Begin TEXT SECTION
The use of this scanning process provides a 3D surface model of the bone external topography (Fig. 2) in less than 1 min. The DAVID structured-light scanner SLS-2 can produce a density of up to 1.2 million points providing high-resolution 3D models, that can either be directly imported into Avizo (Visualisation Sciences Group, USA) to conduct the 3D analysis (i.e., feature extraction and analysis), or can be treated with Global Mapper software to define mark profiles along the groove. Cut mark sections were obtained at mid-length (always between 30% and 70% of the mark length) as suggested by Maté-González et al. (2015) in order to perform the 2D analysis.
2D statistical analysis of cut marks
First, the free software tpsDig2 (v.2.1.7) was used to take seven measurements (Fig. 3) on the cross-section of each mark (Table 1). Measurements indicating the thickness, depth, and angles of the mark were selected following Bello, De Groote & Delbarre (2013). This biometric data was imported into the free software R (http://www.rproject.org, R Core Team, 2014) to test if cutting (tool at a 90° angle) and slicing (tool at a 45° angle) marks could be differentiated based on simple 2D measurements. If accuracy in the classification of these marks using 2D methods was similar or superior to 3D methods, this would endorse the use of 2D methods in the interpretation of archaeological BSMs.
End TEXT SECTION
Begin SOURCE MATERIAL
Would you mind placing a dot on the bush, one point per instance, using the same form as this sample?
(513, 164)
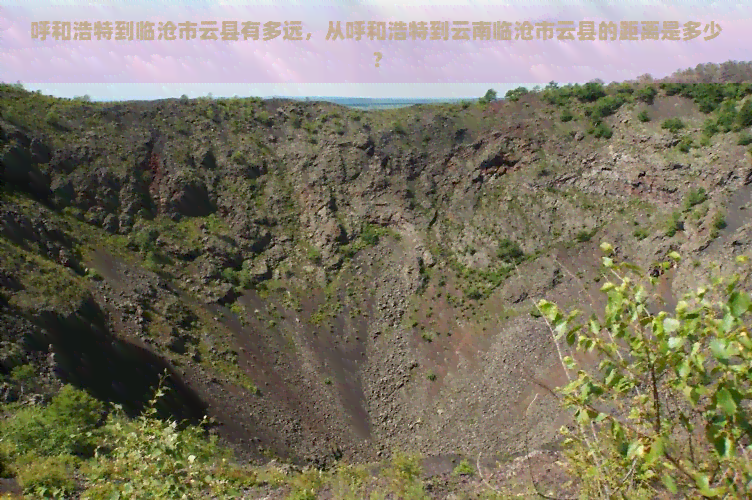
End SOURCE MATERIAL
STATED EXERCISE 1:
Answer these questions using the text on cut mark scanning and analysis above:
(a) In how much time does the scanning process provide a 3D surface model of the bone?
(b) Between what percentages of the mark length were the cut mark sections taken?
(c) How many measurements were taken on the cross-section of each mark with tpsDig2?
STATED EXERCISE 2:
In the text on cut mark scanning and analysis above, turn the paragraph that begins "First, the free software tpsDig2" into a bulleted list that keeps its main facts.

CORRECT ANSWER 1:
(a) Less than 1 min.
(b) Between 30% and 70%.
(c) Seven.

CORRECT ANSWER 2:
- The free software tpsDig2 (v.2.1.7) was used to take seven measurements on the cross-section of each mark.
- The measurements of the thickness, depth, and angles of the mark were selected following Bello, De Groote & Delbarre (2013).
- The data was imported into the free software R to test whether cutting marks (tool at a 90° angle) and slicing marks (tool at a 45° angle) could be differentiated based on simple 2D measurements.
- If 2D methods classified these marks with accuracy similar or superior to 3D methods, this would endorse the use of 2D methods in interpreting archaeological BSMs.